Start of Exercise input
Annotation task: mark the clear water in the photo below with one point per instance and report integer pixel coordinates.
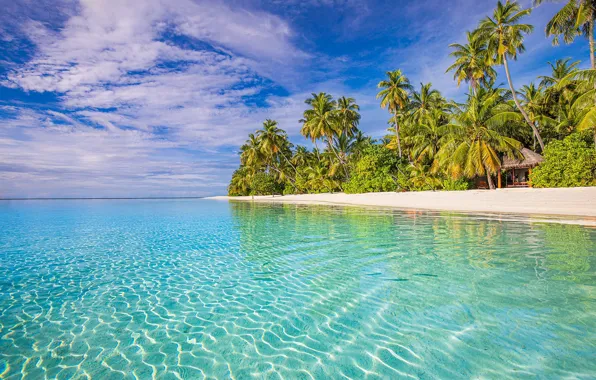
(193, 289)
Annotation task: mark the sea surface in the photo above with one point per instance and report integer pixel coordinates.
(190, 289)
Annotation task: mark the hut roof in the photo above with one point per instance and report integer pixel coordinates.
(531, 159)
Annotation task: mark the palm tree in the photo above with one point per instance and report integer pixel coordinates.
(320, 121)
(301, 156)
(559, 87)
(394, 97)
(423, 102)
(274, 141)
(504, 35)
(473, 143)
(250, 152)
(348, 116)
(323, 121)
(576, 18)
(425, 139)
(534, 100)
(471, 62)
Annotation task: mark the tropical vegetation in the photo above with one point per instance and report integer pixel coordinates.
(434, 143)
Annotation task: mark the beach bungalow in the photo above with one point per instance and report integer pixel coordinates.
(516, 172)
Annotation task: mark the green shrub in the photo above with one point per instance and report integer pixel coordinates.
(375, 170)
(567, 163)
(265, 184)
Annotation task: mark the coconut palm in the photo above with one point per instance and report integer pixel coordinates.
(575, 18)
(273, 142)
(323, 120)
(473, 143)
(561, 84)
(425, 139)
(422, 103)
(504, 35)
(250, 152)
(301, 156)
(394, 97)
(579, 114)
(348, 116)
(535, 100)
(320, 121)
(471, 62)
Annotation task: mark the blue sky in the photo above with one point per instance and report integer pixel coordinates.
(118, 98)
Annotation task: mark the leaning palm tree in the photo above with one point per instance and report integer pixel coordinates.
(576, 17)
(559, 85)
(273, 142)
(535, 101)
(425, 139)
(348, 116)
(322, 120)
(473, 143)
(250, 152)
(504, 35)
(471, 62)
(425, 101)
(394, 97)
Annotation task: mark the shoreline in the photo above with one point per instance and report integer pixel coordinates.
(561, 205)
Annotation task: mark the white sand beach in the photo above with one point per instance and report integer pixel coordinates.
(572, 202)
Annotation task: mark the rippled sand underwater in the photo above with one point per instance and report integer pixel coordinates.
(201, 289)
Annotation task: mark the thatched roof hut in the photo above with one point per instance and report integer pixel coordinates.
(531, 159)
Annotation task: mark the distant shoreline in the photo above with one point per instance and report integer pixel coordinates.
(577, 202)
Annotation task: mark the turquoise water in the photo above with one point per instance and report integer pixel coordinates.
(194, 288)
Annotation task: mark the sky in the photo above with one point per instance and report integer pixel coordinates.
(149, 98)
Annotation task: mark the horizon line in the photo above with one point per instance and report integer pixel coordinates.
(93, 198)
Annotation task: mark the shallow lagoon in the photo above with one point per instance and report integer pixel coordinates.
(197, 288)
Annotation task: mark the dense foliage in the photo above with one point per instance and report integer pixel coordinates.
(567, 163)
(438, 144)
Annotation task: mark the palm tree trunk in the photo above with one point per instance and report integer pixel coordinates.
(519, 107)
(397, 135)
(591, 39)
(489, 178)
(341, 162)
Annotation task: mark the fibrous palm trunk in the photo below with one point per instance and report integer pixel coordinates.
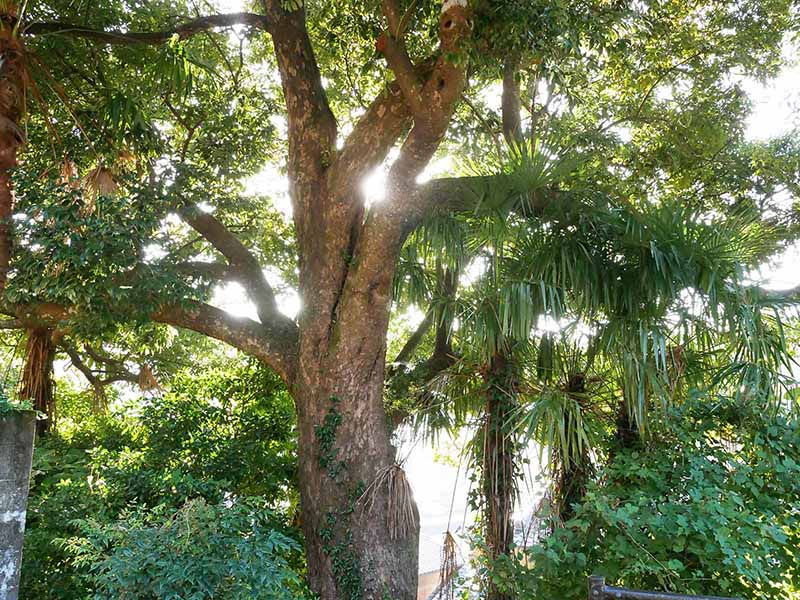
(36, 383)
(499, 463)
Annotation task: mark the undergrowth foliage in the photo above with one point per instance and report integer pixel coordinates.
(709, 505)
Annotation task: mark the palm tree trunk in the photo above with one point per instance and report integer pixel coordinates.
(36, 384)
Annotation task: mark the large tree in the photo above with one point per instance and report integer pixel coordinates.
(168, 138)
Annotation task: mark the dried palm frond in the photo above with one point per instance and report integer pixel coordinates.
(402, 515)
(446, 590)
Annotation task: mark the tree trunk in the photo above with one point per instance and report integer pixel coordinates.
(345, 444)
(12, 94)
(36, 384)
(575, 470)
(499, 469)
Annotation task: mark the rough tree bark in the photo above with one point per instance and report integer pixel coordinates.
(575, 470)
(36, 383)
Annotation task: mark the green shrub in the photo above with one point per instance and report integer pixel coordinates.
(198, 552)
(711, 505)
(225, 435)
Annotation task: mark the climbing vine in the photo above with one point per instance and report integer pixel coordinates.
(336, 535)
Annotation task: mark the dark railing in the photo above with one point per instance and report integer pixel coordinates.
(598, 590)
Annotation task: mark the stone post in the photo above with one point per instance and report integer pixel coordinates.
(17, 432)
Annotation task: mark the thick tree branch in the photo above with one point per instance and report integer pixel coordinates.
(241, 261)
(483, 192)
(399, 62)
(78, 363)
(273, 343)
(128, 38)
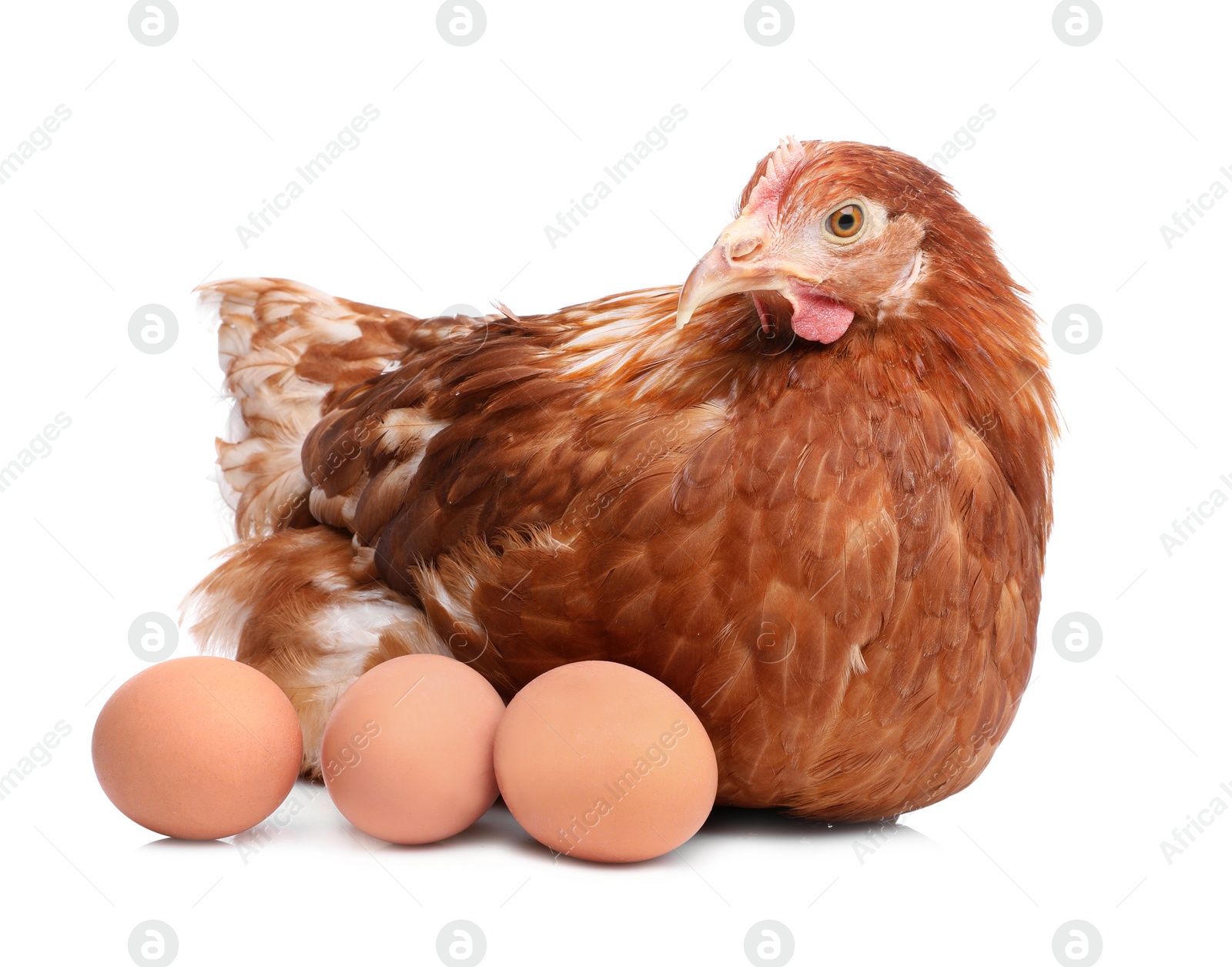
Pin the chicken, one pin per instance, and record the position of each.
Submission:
(810, 490)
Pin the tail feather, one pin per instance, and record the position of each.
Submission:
(287, 351)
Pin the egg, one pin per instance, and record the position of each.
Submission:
(601, 761)
(407, 751)
(197, 748)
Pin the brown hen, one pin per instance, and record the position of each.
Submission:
(817, 511)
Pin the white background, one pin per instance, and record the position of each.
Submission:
(169, 148)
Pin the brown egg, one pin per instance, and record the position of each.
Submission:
(601, 761)
(407, 753)
(197, 748)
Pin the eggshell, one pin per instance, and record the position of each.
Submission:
(601, 761)
(407, 753)
(197, 748)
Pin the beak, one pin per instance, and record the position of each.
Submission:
(720, 274)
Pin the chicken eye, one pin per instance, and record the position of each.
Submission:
(845, 223)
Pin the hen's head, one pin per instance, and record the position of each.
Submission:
(833, 231)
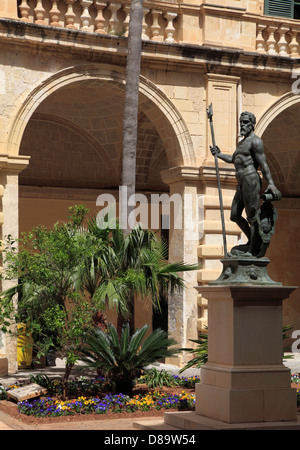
End of Exercise input
_Requirement:_
The answer should be one number, the count of lines above that contain "brown".

_Output for this exercise:_
2